— Information given —

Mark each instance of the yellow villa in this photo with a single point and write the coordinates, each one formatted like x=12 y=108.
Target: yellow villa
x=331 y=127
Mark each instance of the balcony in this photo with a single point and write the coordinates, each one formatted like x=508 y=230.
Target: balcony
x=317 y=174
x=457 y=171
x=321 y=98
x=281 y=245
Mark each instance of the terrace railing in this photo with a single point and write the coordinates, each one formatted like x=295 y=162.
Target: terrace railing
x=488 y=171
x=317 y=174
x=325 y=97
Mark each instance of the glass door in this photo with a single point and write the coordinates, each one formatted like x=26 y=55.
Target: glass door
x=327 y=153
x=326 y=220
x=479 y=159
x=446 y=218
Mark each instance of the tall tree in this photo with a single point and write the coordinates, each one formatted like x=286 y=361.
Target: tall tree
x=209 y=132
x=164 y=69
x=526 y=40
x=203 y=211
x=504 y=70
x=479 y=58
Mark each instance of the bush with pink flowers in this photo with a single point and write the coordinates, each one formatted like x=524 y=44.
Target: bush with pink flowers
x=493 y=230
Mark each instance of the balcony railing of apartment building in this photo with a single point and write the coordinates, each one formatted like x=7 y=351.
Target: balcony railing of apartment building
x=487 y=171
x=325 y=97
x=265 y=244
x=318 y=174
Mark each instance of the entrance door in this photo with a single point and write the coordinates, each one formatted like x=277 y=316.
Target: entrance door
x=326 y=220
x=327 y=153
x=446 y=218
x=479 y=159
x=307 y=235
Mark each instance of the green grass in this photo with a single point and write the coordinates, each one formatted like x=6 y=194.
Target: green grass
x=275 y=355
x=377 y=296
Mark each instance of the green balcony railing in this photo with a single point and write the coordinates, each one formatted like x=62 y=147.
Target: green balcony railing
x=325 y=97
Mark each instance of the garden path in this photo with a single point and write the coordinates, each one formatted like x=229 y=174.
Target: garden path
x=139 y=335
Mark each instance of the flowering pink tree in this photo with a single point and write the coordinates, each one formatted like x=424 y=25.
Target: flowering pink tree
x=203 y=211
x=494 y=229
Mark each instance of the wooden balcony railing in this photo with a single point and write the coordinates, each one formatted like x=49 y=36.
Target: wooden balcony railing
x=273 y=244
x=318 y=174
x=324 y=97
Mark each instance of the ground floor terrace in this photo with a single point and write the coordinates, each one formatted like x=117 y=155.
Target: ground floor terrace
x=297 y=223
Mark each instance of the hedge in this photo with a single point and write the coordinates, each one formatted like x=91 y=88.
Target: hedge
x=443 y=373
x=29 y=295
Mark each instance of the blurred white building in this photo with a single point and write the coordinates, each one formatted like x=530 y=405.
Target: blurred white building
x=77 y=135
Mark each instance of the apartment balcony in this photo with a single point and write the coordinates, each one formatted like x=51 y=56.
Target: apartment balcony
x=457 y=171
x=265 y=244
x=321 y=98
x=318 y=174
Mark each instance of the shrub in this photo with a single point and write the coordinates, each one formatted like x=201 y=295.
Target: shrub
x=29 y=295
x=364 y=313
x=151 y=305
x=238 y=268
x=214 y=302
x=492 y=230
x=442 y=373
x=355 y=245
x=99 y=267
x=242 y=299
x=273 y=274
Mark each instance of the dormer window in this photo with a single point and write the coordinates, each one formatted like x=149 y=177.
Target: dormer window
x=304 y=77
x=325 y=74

— What to work on —
Please transcribe all of the data above exactly.

— Exercise output —
Mark each instance of the yellow villa in this photo with a single point and write the coordinates, each one formatted like x=12 y=108.
Target: yellow villa
x=331 y=127
Mark each instance of the balcony in this photo with a single point and write the coordinates, each one formatted like x=508 y=230.
Target: balcony
x=317 y=174
x=457 y=171
x=321 y=98
x=281 y=245
Mark each instance of the terrace railing in this photo with a single point and write the coordinates, each one formatted like x=295 y=162.
Target: terrace railing
x=488 y=171
x=317 y=174
x=325 y=97
Mark each instance of the glass door in this photo with a single point and write the coordinates, each one formatted like x=26 y=55.
Target: glass door
x=327 y=153
x=326 y=220
x=479 y=159
x=446 y=218
Mark each instance of the tall tree in this photo with a single point and write the coordinates, each one formatted like x=286 y=361.
Target: tall tree
x=209 y=132
x=164 y=69
x=526 y=40
x=203 y=211
x=504 y=70
x=479 y=58
Mark each instance of the bush with pink flowers in this photo with a single point and write the coordinates, each one formatted like x=524 y=44.
Target: bush with pink flowers
x=493 y=230
Mark each instance of the balcony railing of apartment building in this photo with a single point and write the coordinates, each one formatted like x=7 y=351.
Target: balcony railing of apartment building
x=487 y=171
x=325 y=97
x=265 y=244
x=318 y=174
Mark each instance of the entrance door in this photo with a single point and write the coordinates, each one formatted like x=277 y=316.
Target: entrance door
x=326 y=220
x=327 y=153
x=446 y=218
x=479 y=159
x=307 y=235
Mark each instance of the green grass in this photo with a single point and write the coordinates, each one formatted like x=6 y=194.
Target: green grass
x=275 y=355
x=377 y=296
Mark each instance of the green balcony railing in this photo with a single point and write the coordinates, each one formatted like x=62 y=147.
Target: green balcony railing
x=325 y=97
Mark each instance of the garden path in this photo with a single point and write the coordinates, each one formatted like x=229 y=174.
Target: garden path
x=139 y=335
Mark each instance of the flowering pink tree in this photo with a single point and write the coordinates, each one formatted like x=424 y=25.
Target: flowering pink tree
x=203 y=211
x=494 y=229
Mark each instance of the wooden balcony railing in this photo with a single point and write the coordinates, each one formatted like x=49 y=36.
Target: wooden balcony railing
x=273 y=244
x=318 y=174
x=324 y=97
Mark each instance of the ground floor terrace in this photo with a single point and write the coordinates, each one formatted like x=117 y=155.
Target: ground floor terrace
x=297 y=223
Mark each instance of the hedge in this photo with a single point and write the coordinates, each one formatted like x=91 y=88.
Target: hedge
x=443 y=373
x=29 y=295
Mark each instance of the blurred white building in this photo with a single point and write the coordinates, each one formatted like x=530 y=405.
Target: blurred white building
x=77 y=135
Mark each instance of the apartment balcony in this photo with a single point and write the coordinates, each one formatted like x=51 y=56.
Target: apartment balcony
x=457 y=171
x=265 y=244
x=321 y=98
x=318 y=174
Mark each instance of the shrub in this photo with a single point and write the coordinates, each one formatted like x=201 y=295.
Target: shrub
x=29 y=295
x=364 y=313
x=151 y=305
x=238 y=268
x=214 y=302
x=492 y=230
x=442 y=373
x=355 y=245
x=99 y=267
x=242 y=299
x=273 y=274
Mark each instance of the dormer window in this photo with a single point and write the coordinates, each one formatted like x=149 y=177.
Target: dormer window
x=304 y=77
x=325 y=74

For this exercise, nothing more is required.